*** SOURCE RECORDS Section Begins ***
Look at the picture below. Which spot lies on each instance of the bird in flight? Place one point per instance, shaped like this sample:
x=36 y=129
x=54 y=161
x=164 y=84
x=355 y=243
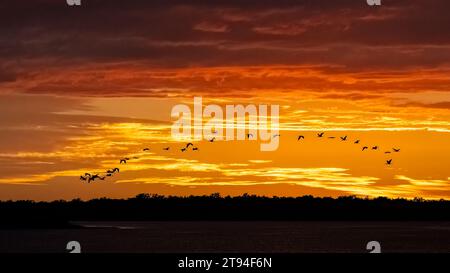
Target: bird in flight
x=113 y=170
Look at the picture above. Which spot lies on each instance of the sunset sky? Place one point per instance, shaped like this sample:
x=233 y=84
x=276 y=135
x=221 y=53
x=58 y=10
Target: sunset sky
x=82 y=87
*** SOURCE RECORDS Section Ends ***
▸ **WHAT IS EXPECTED**
List all lines in the material containing the string "point".

▸ **SOLUTION TO THE EXERCISE**
Look at the picture below. Which spot lies on each instance of the bird in flight? Place one point per instance, shaped like this sample:
Look at the picture above. Which spot lies on each instance of the sunset sky? Place one point per instance, shaped like this sample:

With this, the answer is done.